- _DATASET ENTRIES_:
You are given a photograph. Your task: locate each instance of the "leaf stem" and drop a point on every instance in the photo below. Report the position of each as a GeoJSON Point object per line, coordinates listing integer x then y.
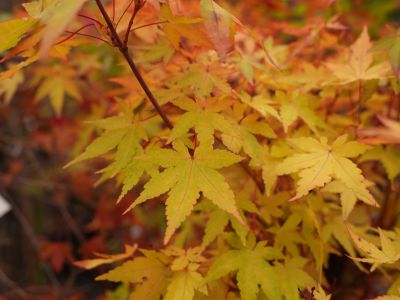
{"type": "Point", "coordinates": [124, 51]}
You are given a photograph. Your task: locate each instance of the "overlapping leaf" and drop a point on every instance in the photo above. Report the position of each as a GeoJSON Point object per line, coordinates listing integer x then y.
{"type": "Point", "coordinates": [318, 163]}
{"type": "Point", "coordinates": [185, 177]}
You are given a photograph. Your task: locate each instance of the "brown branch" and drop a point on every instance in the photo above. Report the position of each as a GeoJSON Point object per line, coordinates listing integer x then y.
{"type": "Point", "coordinates": [123, 14]}
{"type": "Point", "coordinates": [149, 24]}
{"type": "Point", "coordinates": [124, 51]}
{"type": "Point", "coordinates": [138, 5]}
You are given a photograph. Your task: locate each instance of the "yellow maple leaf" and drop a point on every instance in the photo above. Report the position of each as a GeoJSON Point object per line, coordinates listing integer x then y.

- _WHAT THE TASK ASKS_:
Rewrite all of the entries above with every "drop a point" changed to "place a marker" and nothing else altered. Leave the pictures out.

- _WRITTEN SOLUTION_:
You are given a photograph. Your task: locate each instance of the "leaf stem" and place a marker on every instance in the photo below. Report the position of each as a GeoJSON Point object per line, coordinates listing integer x then y.
{"type": "Point", "coordinates": [124, 51]}
You are given a photograph. Your task: locate each instance of the "overlapping leaf" and place a marker on every instance in the photo above. Report the position of each as a GeoJSON Point object per line, coordinates listing integer x then y.
{"type": "Point", "coordinates": [318, 163]}
{"type": "Point", "coordinates": [185, 177]}
You are given a photograph. Your task: locate each instance of the "brown branch" and place a marker on every instance in the photo above. Report the position of each as a GeoJSON Point object per line, coordinates listing integer x then y.
{"type": "Point", "coordinates": [123, 14]}
{"type": "Point", "coordinates": [149, 24]}
{"type": "Point", "coordinates": [124, 51]}
{"type": "Point", "coordinates": [138, 5]}
You are given a photograph. Your task: locate each instance of the "yellow maple leaf" and place a marker on every instance in the photo above. Report the position of each as a GeoJSON Point object per line, coordinates listing integer x then y.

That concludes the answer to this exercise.